▶ **Directions**:
[a] Answer these questions about the article on the EPA pesticide brochure:
(i) On what date was it published?
(ii) Under pressure from which industry did the EPA modify the brochure?
(iii) In what year did Congress pass the food safety law under which the brochure is to be distributed?
[b] Quote the article on the EPA pesticide brochure word for word, starting with "Published: Sunday 31" and going on through "risks among humans.".
[c] Extend the article on the EPA pesticide brochure, picking up after its final sentence.

Buckling down

In its pamphlet, the EPA underplays the health risks due to pesticides

 
Published: Sunday 31 January 1999

under pressure from the us food industry, the Environmental Protection Agency ( epa ) has modified a new brochure on pesticides, putting less emphasis on their health risks and barely mentioning organic foods as an alternative to foods grown using toxic chemicals. The original strongly blamed pesticides for inducing heath risks among humans.

The brochure, to be distributed in grocery stores under a food safety law that the us Congress passed unanimously in 1996, was first drafted about a year ago. Only a few pages long, it nonetheless was hotly debated. Environmental and consumer advocacy groups complained that the language of the new draft had toned down the disastrous effects of pesticides. It does not refer to pesticides as poisons, they said.

▶ **Extracted material**:
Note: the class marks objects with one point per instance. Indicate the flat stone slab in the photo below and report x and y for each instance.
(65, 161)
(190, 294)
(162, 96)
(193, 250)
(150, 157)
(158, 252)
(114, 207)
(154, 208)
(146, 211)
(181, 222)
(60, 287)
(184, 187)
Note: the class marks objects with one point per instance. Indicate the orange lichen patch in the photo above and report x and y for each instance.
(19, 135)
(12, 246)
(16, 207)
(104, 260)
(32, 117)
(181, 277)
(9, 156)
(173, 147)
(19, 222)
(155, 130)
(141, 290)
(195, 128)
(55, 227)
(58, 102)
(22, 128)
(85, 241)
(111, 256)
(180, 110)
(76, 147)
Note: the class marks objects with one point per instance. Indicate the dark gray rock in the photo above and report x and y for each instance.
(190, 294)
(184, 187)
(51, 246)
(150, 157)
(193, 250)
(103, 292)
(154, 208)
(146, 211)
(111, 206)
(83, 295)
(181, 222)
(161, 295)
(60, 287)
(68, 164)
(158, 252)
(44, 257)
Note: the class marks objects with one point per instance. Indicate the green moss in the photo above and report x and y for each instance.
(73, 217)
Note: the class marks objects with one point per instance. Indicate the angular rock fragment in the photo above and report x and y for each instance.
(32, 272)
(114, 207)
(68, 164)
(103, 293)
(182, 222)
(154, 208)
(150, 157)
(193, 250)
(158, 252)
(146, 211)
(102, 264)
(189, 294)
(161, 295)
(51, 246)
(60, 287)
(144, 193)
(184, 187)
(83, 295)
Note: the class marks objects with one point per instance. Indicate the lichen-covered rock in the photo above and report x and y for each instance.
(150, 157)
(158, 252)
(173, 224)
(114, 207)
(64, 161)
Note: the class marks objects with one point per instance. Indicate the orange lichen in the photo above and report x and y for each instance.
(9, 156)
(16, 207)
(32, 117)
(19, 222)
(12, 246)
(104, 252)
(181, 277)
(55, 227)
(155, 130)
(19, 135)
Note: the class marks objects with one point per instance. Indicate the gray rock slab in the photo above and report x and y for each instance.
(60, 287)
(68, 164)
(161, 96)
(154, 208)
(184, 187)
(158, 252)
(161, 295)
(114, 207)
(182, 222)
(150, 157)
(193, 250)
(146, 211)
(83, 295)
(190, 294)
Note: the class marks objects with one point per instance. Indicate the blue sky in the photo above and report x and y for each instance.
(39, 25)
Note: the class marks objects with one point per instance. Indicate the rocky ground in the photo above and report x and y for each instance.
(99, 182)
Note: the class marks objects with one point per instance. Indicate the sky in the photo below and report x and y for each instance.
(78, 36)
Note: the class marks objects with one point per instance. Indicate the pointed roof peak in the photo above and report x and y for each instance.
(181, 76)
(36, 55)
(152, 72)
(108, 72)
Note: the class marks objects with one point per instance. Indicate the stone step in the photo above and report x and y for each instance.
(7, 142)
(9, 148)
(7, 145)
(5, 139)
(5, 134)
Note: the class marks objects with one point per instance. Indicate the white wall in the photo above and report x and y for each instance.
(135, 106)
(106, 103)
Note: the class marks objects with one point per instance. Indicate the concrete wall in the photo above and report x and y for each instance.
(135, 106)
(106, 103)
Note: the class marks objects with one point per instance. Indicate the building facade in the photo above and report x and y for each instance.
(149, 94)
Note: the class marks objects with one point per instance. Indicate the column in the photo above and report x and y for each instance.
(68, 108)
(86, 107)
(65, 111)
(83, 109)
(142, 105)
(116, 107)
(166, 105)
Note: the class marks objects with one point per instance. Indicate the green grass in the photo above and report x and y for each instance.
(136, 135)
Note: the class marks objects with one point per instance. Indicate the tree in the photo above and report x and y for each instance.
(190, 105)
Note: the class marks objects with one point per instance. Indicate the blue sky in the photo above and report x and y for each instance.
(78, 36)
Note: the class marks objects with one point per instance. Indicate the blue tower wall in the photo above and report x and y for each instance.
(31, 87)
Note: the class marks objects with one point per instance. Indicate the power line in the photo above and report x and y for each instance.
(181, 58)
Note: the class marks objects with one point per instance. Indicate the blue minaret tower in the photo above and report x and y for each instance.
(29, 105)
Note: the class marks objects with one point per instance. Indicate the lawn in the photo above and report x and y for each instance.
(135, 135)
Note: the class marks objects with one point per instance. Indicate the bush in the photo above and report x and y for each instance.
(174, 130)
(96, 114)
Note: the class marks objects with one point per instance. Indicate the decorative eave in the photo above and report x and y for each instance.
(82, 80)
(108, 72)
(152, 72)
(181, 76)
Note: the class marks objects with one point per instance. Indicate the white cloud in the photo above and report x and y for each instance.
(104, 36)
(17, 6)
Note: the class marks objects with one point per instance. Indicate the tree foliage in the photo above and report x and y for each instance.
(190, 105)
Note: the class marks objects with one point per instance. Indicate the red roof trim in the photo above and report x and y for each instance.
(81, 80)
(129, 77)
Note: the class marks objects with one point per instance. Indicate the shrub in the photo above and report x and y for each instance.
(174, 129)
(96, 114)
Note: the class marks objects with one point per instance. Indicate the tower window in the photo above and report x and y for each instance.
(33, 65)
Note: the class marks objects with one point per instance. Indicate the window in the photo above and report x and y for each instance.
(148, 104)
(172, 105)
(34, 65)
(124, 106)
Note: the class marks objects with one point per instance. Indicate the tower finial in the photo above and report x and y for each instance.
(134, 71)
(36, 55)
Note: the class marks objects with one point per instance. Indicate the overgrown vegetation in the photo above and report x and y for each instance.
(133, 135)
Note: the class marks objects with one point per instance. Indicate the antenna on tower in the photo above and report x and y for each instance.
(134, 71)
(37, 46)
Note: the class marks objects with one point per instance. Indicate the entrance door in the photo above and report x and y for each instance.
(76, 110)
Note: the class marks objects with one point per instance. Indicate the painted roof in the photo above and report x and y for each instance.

▶ **Task responses**:
[a]
(i) Sunday 31 January 1999
(ii) The US food industry
(iii) 1996

[b]
Published: Sunday 31 January 1999

under pressure from the us food industry, the Environmental Protection Agency ( epa ) has modified a new brochure on pesticides, putting less emphasis on their health risks and barely mentioning organic foods as an alternative to foods grown using toxic chemicals. The original strongly blamed pesticides for inducing heath risks among humans.

[c]
In August, seven groups from the food, farm and pesticide industries called on the Clinton Administration to eliminate any references to organic foods and to make other changes. The final version of the pamphlet does not completely ignore organic foods. It says: "your grocer may be able to provide you with information about the availability of food grown using fewer or no pesticides." But the new draft is a concession to industry groups, which had complained about an earlier version. That version offered tips for washing, peeling and cooking food to reduce pesticides: "If you are still concerned, consider buying food that says 'certified organic' -- food certified by a public or private certification agency that has been grown in an area where fewer or no human-made chemical pesticides were used."

"The epa has turned a really good brochure into a propaganda piece for the food industry," said Jeannine Kenney, a Washington-based policy analyst. "Some pesticides have been shown to cause birth defects, nerve damage and cancer. These details, that were there in the earlier version, have been deleted," said one expert.